━━━ 提示資料 ━━━

資料4-3 独立行政法人日本学生支援機構の平成27年度業務実績に関する評価意見

資料4-3

 


独立行政法人日本学生支援機構の平成27年度業務実績に関する評価意見


独立行政法人日本学生支援機構評価委員会

委員長     松永    是     


 本委員会は、独立行政法人日本学生支援機構(以下、「機構」という。)が各事業年度の業務実績等に関する自己評価を行うに当たり、厳格かつ客観的な評価の実施に資することを目的として、外部の視点から業務実績を検証し、その成果及び課題について理事長に意見を述べることを任務としている。
 平成27年度は機構の第3期中期目標期間(平成26年度~平成30年度)の2年目であり、本委員会は、奨学金貸与事業・留学生支援事業・学生生活支援事業の3事業及び業務の効率化等業務運営のあり方について定められた中期目標のもと、これらの達成に向けて中期計画及び年度の計画が着実に実施されているかという観点から業務実績の検証を行った。
 その結果、全体としては概ね計画に沿った業務の実施及び改善が行われていると認められたが、奨学金貸与事業において重大な社会的影響を与えると認められる事案の発生、また、留学生支援事業においは業務実績が年度計画値に達していない項目があり、これらについては、再発防止の徹底や計画達成に向けた改善の取組が求められる。
 今後の評価及び業務運営に活用され、機構が行う学生支援事業のさらなる発展に寄与することを期待し、以下、各事業等の業務実績について委員会としての意見を述べる。


1.奨学金貸与事業に関する意見


(1)奨学金の的確な貸与
○奨学生の家計実態に合わせたきめ細かな収入基準の見直しを行い、給与所得に係る控除額を引き下げるとともに、母子父子世帯・多子世帯の控除額を引き上げ、経済的により困難な状況にある学生の高等教育への進学・修学の機会の確保を図っていることは評価できる。

━━━

#### 課題のねらい
提示資料で、中期目標の対象となる3事業として挙げられている事業名をすべて書き出しなさい。 エントリーはこの課題には用いない。

━━━ エントリー一覧 ━━━

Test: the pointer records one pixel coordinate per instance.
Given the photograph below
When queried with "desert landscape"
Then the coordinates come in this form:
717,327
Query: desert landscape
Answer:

━━━

#### 解答
奨学金貸与事業、留学生支援事業、学生生活支援事業